>> START EXTRACTED MATERIAL

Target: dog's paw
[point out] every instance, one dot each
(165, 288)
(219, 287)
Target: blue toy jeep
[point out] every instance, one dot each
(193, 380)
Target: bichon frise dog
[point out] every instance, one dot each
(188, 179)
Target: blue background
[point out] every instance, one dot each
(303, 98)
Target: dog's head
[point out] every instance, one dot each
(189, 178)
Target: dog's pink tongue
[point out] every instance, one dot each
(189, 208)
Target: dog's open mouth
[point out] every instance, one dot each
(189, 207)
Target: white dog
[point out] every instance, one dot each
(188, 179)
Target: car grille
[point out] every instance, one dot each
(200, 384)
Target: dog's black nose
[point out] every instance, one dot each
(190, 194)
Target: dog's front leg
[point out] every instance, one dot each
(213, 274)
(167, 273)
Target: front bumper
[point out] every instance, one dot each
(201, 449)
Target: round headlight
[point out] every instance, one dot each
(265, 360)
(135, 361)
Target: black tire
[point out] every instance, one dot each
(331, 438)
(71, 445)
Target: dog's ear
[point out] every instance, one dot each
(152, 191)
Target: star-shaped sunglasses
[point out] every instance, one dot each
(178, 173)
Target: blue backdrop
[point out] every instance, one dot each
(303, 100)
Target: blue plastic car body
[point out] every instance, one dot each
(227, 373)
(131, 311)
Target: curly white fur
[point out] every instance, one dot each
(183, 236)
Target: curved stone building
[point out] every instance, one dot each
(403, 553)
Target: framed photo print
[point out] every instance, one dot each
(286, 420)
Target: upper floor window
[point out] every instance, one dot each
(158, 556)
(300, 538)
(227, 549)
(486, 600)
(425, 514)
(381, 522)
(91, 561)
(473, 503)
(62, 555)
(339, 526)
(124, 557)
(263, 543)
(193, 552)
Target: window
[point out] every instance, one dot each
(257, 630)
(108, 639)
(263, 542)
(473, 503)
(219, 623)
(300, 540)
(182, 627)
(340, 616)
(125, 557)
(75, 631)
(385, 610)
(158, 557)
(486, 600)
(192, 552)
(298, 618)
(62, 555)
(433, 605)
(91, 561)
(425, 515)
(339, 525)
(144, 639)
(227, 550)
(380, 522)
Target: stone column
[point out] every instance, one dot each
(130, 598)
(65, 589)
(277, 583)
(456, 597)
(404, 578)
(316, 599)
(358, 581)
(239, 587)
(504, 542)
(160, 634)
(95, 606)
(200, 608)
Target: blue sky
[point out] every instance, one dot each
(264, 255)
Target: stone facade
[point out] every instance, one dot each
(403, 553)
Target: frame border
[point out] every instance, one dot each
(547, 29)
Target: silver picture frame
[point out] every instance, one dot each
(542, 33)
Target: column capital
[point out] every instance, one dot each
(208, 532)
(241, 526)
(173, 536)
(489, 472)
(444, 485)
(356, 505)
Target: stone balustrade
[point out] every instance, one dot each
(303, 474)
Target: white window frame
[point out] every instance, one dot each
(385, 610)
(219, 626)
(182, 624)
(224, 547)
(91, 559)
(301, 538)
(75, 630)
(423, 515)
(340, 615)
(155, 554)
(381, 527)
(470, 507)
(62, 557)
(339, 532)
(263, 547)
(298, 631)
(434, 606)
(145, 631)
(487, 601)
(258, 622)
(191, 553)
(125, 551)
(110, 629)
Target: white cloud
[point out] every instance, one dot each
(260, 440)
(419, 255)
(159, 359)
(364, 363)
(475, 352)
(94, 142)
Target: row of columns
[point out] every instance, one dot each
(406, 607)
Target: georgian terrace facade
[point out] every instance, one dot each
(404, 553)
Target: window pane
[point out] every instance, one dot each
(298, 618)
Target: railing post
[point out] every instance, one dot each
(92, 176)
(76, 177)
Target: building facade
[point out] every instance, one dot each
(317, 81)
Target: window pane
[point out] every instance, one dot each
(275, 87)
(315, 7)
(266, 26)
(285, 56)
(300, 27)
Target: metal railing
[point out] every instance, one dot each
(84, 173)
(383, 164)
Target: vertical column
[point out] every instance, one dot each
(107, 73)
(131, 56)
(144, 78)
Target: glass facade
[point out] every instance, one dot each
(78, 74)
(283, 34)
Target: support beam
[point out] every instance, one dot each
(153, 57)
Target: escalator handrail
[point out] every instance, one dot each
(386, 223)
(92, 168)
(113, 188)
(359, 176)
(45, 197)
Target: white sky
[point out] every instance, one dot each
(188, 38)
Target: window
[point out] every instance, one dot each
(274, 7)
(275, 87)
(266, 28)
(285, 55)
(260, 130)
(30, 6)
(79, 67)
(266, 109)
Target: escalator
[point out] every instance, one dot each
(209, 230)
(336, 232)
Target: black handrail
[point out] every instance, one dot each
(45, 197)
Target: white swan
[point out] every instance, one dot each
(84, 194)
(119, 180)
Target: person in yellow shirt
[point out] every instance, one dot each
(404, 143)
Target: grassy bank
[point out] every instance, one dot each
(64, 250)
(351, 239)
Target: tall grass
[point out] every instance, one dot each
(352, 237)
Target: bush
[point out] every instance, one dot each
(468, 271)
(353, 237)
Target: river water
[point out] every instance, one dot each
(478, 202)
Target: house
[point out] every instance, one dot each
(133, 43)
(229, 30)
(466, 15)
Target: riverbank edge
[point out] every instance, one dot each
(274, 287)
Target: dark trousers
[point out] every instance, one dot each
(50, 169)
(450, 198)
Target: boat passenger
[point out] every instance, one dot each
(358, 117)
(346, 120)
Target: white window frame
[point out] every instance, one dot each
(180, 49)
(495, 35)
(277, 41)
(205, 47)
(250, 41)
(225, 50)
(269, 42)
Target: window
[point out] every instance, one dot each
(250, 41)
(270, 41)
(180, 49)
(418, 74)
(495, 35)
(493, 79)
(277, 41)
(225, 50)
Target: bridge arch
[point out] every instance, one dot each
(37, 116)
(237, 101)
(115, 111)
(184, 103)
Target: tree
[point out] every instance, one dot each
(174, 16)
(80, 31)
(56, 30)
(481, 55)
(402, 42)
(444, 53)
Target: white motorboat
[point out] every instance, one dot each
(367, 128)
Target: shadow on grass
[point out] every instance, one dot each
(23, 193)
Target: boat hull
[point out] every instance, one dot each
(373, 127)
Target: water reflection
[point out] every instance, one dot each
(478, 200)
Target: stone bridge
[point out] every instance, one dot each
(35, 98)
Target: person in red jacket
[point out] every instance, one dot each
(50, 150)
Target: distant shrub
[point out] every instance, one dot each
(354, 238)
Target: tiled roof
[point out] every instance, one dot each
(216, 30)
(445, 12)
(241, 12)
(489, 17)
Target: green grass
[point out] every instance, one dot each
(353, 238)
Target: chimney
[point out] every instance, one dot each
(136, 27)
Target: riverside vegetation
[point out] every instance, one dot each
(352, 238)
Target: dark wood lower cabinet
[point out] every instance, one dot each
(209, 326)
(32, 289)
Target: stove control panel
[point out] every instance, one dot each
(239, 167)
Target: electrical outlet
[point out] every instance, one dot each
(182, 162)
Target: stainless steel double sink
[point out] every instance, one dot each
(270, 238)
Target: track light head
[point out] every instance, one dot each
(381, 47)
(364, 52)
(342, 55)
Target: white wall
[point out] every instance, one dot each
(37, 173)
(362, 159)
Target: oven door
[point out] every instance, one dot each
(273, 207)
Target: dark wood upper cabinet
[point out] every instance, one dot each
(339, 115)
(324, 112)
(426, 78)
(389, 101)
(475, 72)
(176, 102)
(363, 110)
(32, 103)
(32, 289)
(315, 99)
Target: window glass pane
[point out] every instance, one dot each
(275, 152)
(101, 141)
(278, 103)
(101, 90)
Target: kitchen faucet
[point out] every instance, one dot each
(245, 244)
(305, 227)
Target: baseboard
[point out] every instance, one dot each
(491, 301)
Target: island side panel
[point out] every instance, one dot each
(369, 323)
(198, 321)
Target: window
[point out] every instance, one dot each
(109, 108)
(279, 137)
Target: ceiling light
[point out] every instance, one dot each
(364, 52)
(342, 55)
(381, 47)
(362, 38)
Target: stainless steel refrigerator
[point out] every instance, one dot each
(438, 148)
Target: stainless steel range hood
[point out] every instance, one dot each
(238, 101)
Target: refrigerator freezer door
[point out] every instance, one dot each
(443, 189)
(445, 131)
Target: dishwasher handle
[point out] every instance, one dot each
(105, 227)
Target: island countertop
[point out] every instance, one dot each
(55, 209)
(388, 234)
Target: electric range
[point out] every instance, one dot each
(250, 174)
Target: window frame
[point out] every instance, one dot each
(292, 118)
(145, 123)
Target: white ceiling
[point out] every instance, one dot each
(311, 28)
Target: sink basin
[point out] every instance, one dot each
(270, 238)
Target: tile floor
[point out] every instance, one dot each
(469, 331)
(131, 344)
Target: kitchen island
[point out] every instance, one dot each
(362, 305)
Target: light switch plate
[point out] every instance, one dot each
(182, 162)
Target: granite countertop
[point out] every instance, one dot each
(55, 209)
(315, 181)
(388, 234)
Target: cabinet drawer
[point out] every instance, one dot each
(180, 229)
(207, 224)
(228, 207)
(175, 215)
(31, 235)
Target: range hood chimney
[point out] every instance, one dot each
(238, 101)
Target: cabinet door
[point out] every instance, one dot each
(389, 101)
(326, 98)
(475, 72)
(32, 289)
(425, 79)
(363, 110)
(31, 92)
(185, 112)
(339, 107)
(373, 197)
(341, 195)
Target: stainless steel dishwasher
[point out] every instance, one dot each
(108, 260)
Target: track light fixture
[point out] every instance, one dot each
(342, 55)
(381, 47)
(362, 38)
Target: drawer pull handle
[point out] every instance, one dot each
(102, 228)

>> END EXTRACTED MATERIAL

[INSTRUCTIONS FOR THE TASK]
Copy the data from the line holding "Target: track light fixture" through the end of the data, inclusive, swapping "point out" for "mark" and leaving everything else unchanged.

[REPLY]
Target: track light fixture
[mark] every instance, one dot each
(342, 55)
(381, 47)
(362, 38)
Target: drawer pull handle
[mark] every instance, one dot each
(102, 228)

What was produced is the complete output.